Written request A:
In the serverless CDC article, copy the passage from "Implement a serverless" to "concurrent write scenarios." word for word.
Written request B:
Condense the paragraph of the serverless CDC article that begins "Most businesses store their critical data" into a short bulleted list, keeping its main facts.

Page:
Implement a serverless CDC process with Apache Iceberg using Amazon DynamoDB and Amazon Athena

Apache Iceberg is an open table format for very large analytic datasets. Iceberg manages large collections of files as tables, and it supports modern analytical data lake operations such as record-level insert, update, delete, and time travel queries. The Iceberg specification allows seamless table evolution such as schema and partition evolution, and its design is optimized for usage on Amazon Simple Storage Service (Amazon S3). Iceberg also helps guarantee data correctness under concurrent write scenarios.

Most businesses store their critical data in a data lake, where you can bring data from various sources to a centralized storage. Change Data Capture (CDC) in the context of a data lake refers to the process of capturing and propagating changes made to source data. Source systems often lack the capability to publish data that is modified or changed. This requires data pipelines to consume full load datasets every day, increasing the data processing duration and also the storage cost. If the source is tabular format, then there are mechanisms to identify the data changes easily. However, the complexity increases if the data is in semi-structured format and propagating changes made to source data into the data lake in near-real-time.

This post presents a solution to handle incoming semi-structured datasets from source systems and effectively determine changed records and load them into Iceberg tables. With this approach, we will not only use Athena to query data source files in Amazon S3, but also achieve ACID compliance.

Solution overview

We demonstrate this solution with an end-to-end serverless CDC process. We use a sample JSON file as input to Amazon DynamoDB. We identify changed records by utilizing Amazon DynamoDB Streams and AWS Lambda to update the data lake with changed records. We then utilize an Iceberg table to demonstrate CDC functionality for a sample employee dataset. This data represents employee details such as name, address, date joined, and other fields.

The architecture is implemented as follows:

Source systems ingest a semi-structured (JSON) dataset into a DynamoDB table.
The DynamoDB table stores the semi-structured dataset, and these tables have DynamoDB Streams enabled. DynamoDB Streams helps identify if the incoming data is new, modified, or deleted based on the keys defined and delivers the ordered messages to a Lambda function.
For every stream, the Lambda function parses the stream and builds the dynamic DML SQL statements.
The constructed DML SQL statements are run on the corresponding Iceberg tables to reflect the changes.

The following diagram illustrates this workflow.

Prerequisites

Before you get started, make sure you have the following prerequisites:

An AWS account
Appropriate AWS Identity and Access Management (IAM) permissions to deploy AWS CloudFormation stack resources

Deploy the solution

For this solution, we provide a CloudFormation template that sets up the services included in the architecture, to enable repeatable deployments.

Provided data:

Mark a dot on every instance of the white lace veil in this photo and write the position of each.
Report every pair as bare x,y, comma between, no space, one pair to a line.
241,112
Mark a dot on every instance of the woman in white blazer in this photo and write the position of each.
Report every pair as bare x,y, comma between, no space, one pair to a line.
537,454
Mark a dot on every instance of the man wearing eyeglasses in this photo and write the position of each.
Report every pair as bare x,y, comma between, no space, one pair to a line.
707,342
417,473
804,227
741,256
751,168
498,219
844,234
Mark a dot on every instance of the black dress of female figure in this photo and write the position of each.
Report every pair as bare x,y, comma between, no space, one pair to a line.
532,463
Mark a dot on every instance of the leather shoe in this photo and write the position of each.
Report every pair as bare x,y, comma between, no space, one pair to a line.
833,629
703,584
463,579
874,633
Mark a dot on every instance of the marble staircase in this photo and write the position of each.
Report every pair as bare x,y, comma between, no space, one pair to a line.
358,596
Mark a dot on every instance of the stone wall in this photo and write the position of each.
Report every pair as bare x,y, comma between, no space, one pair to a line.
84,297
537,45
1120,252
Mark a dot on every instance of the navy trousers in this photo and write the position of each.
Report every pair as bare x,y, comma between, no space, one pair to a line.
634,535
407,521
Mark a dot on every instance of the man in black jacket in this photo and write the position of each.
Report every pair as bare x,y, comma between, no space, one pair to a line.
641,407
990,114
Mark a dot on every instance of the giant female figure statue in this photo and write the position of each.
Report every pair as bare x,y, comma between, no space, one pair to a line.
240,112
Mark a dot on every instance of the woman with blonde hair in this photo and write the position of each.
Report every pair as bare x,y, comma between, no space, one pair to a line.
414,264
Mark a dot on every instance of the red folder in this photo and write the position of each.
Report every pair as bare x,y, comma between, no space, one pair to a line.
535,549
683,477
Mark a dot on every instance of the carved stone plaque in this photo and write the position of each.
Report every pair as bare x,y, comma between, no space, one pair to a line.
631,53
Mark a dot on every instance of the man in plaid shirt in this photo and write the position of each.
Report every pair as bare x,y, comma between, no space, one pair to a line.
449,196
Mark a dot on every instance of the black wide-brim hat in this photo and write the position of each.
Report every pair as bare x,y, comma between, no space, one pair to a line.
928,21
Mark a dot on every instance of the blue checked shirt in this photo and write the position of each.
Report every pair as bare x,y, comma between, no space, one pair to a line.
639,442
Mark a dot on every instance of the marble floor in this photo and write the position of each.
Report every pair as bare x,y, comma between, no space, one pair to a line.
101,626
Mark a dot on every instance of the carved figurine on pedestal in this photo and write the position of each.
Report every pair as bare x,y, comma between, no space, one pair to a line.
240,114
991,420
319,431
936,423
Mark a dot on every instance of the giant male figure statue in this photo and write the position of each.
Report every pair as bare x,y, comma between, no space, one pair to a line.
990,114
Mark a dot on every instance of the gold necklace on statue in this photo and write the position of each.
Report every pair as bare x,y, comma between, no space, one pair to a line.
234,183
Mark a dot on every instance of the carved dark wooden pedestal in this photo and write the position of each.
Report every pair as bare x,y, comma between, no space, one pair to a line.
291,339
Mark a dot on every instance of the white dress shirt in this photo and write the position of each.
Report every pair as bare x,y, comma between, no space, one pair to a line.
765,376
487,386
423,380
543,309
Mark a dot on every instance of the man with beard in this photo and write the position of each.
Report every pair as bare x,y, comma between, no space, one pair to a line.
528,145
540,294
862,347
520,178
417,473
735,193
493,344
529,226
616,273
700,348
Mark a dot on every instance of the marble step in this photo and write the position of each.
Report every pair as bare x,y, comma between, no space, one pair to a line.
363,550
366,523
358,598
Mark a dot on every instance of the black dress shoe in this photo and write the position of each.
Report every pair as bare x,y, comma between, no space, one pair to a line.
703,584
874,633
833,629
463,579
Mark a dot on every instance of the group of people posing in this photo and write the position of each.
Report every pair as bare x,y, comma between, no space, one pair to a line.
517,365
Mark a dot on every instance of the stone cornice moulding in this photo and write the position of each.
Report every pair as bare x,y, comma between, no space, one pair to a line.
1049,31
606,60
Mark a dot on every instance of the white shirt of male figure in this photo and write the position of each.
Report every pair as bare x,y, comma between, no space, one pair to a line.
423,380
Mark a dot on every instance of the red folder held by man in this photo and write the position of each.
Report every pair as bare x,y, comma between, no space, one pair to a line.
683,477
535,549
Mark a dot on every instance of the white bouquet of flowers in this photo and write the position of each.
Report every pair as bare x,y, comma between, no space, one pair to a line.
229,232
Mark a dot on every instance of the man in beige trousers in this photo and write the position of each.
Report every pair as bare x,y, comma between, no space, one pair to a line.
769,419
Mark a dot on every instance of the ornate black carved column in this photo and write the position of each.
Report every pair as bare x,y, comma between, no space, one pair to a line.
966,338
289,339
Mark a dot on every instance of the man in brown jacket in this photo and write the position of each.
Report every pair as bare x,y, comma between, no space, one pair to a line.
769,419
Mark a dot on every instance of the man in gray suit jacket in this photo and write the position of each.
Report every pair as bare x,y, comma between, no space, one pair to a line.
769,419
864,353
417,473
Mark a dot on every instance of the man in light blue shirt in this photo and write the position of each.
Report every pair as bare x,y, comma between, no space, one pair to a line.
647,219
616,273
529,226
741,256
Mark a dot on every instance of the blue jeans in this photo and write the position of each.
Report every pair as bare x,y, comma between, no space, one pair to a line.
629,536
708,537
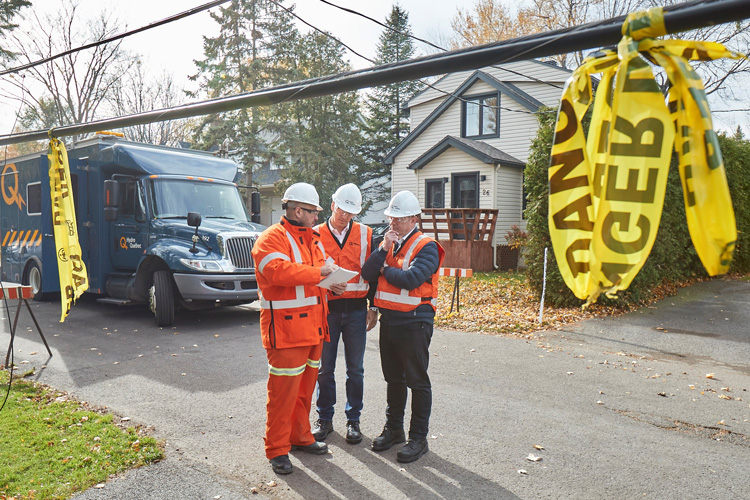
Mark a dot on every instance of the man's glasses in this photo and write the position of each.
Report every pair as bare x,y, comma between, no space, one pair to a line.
309,210
400,219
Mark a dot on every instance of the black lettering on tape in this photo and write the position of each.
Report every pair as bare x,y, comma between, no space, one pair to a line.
651,127
631,191
577,267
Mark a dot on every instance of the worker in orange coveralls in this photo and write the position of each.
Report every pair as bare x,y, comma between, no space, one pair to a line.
289,264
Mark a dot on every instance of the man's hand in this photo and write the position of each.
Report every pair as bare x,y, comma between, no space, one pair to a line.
328,268
372,319
389,239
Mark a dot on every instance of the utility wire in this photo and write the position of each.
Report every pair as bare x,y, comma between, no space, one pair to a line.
156,24
682,17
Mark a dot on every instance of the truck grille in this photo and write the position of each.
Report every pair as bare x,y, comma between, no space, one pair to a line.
238,249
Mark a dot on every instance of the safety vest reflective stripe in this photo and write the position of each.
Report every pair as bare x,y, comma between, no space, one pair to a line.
407,257
271,256
299,290
357,287
287,372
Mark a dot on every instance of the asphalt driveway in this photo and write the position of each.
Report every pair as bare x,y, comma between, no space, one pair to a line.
616,407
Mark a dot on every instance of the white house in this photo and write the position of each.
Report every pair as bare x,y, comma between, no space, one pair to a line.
470,137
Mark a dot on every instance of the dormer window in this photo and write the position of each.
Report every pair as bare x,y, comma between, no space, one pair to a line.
481,116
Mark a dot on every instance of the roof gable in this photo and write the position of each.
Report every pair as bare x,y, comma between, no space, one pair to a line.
479,150
507,89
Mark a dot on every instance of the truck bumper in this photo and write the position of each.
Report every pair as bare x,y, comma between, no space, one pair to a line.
217,286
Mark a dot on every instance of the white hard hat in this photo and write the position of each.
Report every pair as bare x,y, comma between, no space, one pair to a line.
348,198
302,192
403,204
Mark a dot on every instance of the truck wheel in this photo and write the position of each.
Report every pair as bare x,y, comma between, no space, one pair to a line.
34,279
161,298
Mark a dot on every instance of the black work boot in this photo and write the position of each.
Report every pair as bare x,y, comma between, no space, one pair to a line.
322,429
353,435
412,450
281,464
388,438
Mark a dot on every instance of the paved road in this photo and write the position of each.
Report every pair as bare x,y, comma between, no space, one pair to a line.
621,406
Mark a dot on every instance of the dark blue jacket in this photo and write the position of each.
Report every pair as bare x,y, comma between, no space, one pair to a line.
421,268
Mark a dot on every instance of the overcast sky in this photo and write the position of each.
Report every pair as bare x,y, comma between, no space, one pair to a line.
173,47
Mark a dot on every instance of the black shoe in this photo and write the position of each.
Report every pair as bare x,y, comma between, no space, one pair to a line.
353,435
388,438
281,464
412,450
322,429
317,448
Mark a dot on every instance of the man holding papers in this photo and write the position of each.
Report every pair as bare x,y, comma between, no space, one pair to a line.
349,244
290,263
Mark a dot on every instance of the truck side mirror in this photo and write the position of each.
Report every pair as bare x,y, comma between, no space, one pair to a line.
111,199
255,207
194,219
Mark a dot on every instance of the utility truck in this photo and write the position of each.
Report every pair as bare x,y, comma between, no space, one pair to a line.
160,226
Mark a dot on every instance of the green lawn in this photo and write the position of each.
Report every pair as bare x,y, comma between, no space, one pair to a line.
52,447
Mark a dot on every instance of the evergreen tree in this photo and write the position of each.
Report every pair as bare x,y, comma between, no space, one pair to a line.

Exercise output A:
Implement a serverless CDC process with Apache Iceberg using Amazon DynamoDB and Amazon Athena

Apache Iceberg is an open table format for very large analytic datasets. Iceberg manages large collections of files as tables, and it supports modern analytical data lake operations such as record-level insert, update, delete, and time travel queries. The Iceberg specification allows seamless table evolution such as schema and partition evolution, and its design is optimized for usage on Amazon Simple Storage Service (Amazon S3). Iceberg also helps guarantee data correctness under concurrent write scenarios.

Exercise output B:
- Most businesses store critical data in a data lake, which brings data from various sources into centralized storage.
- In a data lake, Change Data Capture (CDC) means capturing and propagating changes made to source data.
- Source systems often cannot publish modified data, so pipelines must consume full load datasets every day, which increases processing duration and storage cost.
- Changes are easy to identify when the source is in tabular format.
- Complexity increases when the data is semi-structured and changes must reach the data lake in near-real-time.